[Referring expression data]
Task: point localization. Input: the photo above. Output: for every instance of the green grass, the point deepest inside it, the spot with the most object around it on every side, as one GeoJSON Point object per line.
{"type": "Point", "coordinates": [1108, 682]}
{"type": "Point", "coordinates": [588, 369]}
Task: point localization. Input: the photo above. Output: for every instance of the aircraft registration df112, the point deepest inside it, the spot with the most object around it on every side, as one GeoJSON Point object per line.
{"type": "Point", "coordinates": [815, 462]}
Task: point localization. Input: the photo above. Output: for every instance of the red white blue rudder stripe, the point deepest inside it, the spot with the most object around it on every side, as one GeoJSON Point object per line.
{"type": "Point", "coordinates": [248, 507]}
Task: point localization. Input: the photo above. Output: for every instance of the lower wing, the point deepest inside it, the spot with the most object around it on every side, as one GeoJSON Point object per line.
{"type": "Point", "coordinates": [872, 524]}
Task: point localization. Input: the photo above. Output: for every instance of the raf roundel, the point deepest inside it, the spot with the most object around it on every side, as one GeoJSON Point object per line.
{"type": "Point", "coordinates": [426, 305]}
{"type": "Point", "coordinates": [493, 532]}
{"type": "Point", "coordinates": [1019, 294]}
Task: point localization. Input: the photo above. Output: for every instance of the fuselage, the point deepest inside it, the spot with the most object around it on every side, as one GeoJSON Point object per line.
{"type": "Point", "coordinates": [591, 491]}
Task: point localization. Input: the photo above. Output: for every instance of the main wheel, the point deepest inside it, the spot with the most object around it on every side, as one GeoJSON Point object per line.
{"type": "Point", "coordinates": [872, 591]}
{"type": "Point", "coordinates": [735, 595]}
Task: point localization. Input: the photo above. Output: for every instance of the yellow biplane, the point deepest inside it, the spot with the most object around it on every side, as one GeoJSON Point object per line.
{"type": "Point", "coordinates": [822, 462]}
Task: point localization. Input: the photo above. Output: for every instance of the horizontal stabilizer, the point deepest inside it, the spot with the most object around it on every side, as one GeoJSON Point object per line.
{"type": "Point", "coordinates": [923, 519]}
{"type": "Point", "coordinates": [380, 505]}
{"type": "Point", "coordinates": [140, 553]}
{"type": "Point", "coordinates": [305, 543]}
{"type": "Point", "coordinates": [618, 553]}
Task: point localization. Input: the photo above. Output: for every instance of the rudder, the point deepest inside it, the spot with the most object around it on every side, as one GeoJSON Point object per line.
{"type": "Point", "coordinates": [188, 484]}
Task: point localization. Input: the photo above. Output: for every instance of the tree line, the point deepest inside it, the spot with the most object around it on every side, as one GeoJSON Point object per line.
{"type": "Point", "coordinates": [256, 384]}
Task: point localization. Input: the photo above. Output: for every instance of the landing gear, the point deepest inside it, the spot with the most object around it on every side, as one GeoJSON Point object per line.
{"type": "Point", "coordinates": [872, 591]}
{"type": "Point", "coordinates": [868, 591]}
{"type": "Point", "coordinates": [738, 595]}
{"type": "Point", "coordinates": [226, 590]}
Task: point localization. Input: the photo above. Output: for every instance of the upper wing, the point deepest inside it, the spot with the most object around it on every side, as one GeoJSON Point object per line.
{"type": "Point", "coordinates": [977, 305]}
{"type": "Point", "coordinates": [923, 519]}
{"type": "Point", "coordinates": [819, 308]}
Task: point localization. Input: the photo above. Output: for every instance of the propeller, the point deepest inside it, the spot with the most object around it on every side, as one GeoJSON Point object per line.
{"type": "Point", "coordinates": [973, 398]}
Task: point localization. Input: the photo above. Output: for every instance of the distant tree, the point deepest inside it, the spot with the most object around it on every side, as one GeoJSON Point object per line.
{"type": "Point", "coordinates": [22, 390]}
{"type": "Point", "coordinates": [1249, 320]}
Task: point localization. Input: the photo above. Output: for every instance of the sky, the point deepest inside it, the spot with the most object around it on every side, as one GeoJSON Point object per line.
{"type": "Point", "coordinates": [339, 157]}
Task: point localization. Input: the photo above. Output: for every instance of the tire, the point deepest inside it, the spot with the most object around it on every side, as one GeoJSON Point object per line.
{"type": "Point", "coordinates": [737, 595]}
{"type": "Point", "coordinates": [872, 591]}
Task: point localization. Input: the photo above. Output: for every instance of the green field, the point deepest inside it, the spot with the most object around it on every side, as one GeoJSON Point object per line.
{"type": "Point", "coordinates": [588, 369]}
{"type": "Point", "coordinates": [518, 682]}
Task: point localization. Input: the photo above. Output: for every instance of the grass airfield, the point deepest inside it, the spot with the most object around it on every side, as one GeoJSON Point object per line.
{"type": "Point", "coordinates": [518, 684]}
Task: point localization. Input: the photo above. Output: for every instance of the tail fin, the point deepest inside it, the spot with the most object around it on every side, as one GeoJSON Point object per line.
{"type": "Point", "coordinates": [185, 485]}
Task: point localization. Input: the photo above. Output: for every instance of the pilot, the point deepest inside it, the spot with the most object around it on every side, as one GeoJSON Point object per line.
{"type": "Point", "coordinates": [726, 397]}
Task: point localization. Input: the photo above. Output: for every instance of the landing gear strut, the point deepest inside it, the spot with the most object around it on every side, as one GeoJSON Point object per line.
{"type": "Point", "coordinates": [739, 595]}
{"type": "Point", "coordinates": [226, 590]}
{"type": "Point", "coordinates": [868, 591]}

## WORK INSTRUCTION
Repeat the full set of records exactly.

## ANSWER SECTION
Task: point localization. Input: the photo above. Output: for every instance of the green grass, the point deepest inside it, the spot with the most object around it on every side, as one GeoJSON Point object per line.
{"type": "Point", "coordinates": [1108, 682]}
{"type": "Point", "coordinates": [588, 369]}
Task: point localization. Input: the photo above. Output: for every instance of the aircraft registration df112, the point deepest inside it, the spot with the most object around it on every side, as one GeoJSON Point object per line.
{"type": "Point", "coordinates": [815, 462]}
Task: point localization. Input: the photo above. Output: for every instance of the red white blue rudder stripe, the point deepest inside it, the spot with the most object around it on every side, as one GeoJSON Point object per line.
{"type": "Point", "coordinates": [248, 507]}
Task: point localization. Input: the photo above. Output: for every instance of the lower wing, the point deepest inside it, the spot with the most object around it on every side, as one GeoJSON Point object per line.
{"type": "Point", "coordinates": [872, 524]}
Task: point localization. Input: the photo above. Output: for every instance of the raf roundel, the point deepest inside it, the spot with the most object around it on every side, as one GeoJSON Point object per line.
{"type": "Point", "coordinates": [426, 305]}
{"type": "Point", "coordinates": [493, 532]}
{"type": "Point", "coordinates": [1019, 294]}
Task: point localization. Input: the photo above. Output: for every instance of the fuselage, the point deepest inside it, the spot with the most object around it on every side, as one GeoJSON Point object per line.
{"type": "Point", "coordinates": [591, 491]}
Task: point localization. Input: the photo above. Output: for every instance of the main wheel, the point deepest inside it, the spot with the most object around it on every side, as one GeoJSON Point object per line.
{"type": "Point", "coordinates": [872, 591]}
{"type": "Point", "coordinates": [735, 595]}
Task: point localization. Input: the photo above. Output: for every instance of the yellow biplane, the point deepest inside it, the spot with the most object around it on every side, as one GeoJSON Point object per line.
{"type": "Point", "coordinates": [822, 462]}
Task: point localization. Input: the photo above. Output: for every instance of the horizontal stabilizer, the point deepest inside it, the spot with the most object around it on every side, as one GeoJSON Point object per line.
{"type": "Point", "coordinates": [923, 519]}
{"type": "Point", "coordinates": [380, 505]}
{"type": "Point", "coordinates": [140, 553]}
{"type": "Point", "coordinates": [305, 543]}
{"type": "Point", "coordinates": [618, 553]}
Task: point localization. Input: the photo above. Output: for every instance of the rudder, the point deepest inside it, the spot with the most object around it on every side, as one GeoJSON Point object per line.
{"type": "Point", "coordinates": [188, 484]}
Task: point localization. Input: the photo above. Output: for every instance of the tree line, the point deepest inside it, the spot with the most object around it on every side, as one GeoJSON Point object per line.
{"type": "Point", "coordinates": [256, 384]}
Task: point localization. Input: the photo above. Output: for every instance of the landing gear, the point deepest inside it, the spot with the most object around it on every side, as one GeoJSON Point object per line.
{"type": "Point", "coordinates": [872, 591]}
{"type": "Point", "coordinates": [868, 591]}
{"type": "Point", "coordinates": [738, 595]}
{"type": "Point", "coordinates": [226, 590]}
Task: point localization. Input: the photo above. Output: for every instance of the upper wing, the point deepest inside it, the spot with the most object around it on every side, as one GeoJSON Point object per line.
{"type": "Point", "coordinates": [977, 305]}
{"type": "Point", "coordinates": [923, 519]}
{"type": "Point", "coordinates": [819, 308]}
Task: point localization. Input: the photo above. Output: for every instance of the propeller, the point deepest inside it, the spot with the most object around it on every side, as one GeoJSON Point object per line.
{"type": "Point", "coordinates": [973, 398]}
Task: point localization. Input: the photo above. Output: for every instance of the distant tree, the point deepest inside it, the spot with the most object around it on every side, as one GeoJSON Point object per line.
{"type": "Point", "coordinates": [22, 390]}
{"type": "Point", "coordinates": [1249, 320]}
Task: point localization. Input: the photo above. Output: for every instance of the sky, the point deepest inside it, the spot with the most object around it on every side, as one GeoJSON Point object per line.
{"type": "Point", "coordinates": [339, 157]}
Task: point localization. Input: the photo above. Output: for every instance of the tire, the point deepest inside it, the spot with the most object around it on every side, as one GeoJSON Point object per line.
{"type": "Point", "coordinates": [737, 595]}
{"type": "Point", "coordinates": [872, 591]}
Task: point localization. Input: the photo above. Output: for every instance of the green field, the point deepest inside it, the spot with the most object around it on every side, as one GeoJSON Point object per line.
{"type": "Point", "coordinates": [588, 369]}
{"type": "Point", "coordinates": [518, 682]}
Task: point localization. Input: the photo above. Output: for every instance of the grass airfield, the point deepest inside it, the spot with the most object around it on every side, as one GeoJSON Point object per line.
{"type": "Point", "coordinates": [518, 684]}
Task: point localization. Input: the photo above. Output: for every instance of the tail fin, the point deepest inside it, the spot with the most object around it on every side, as one GeoJSON Point object per line.
{"type": "Point", "coordinates": [185, 485]}
Task: point localization. Input: the photo above. Output: for every instance of the pilot, the point deepest inside it, the spot with the most object around it on every side, as one GeoJSON Point object per line.
{"type": "Point", "coordinates": [726, 397]}
Task: point localization. Input: the photo above. Output: for every instance of the landing gear strut, the point deepest inside it, the spot with the most object around it on every side, as one GeoJSON Point object per line.
{"type": "Point", "coordinates": [739, 595]}
{"type": "Point", "coordinates": [226, 590]}
{"type": "Point", "coordinates": [868, 591]}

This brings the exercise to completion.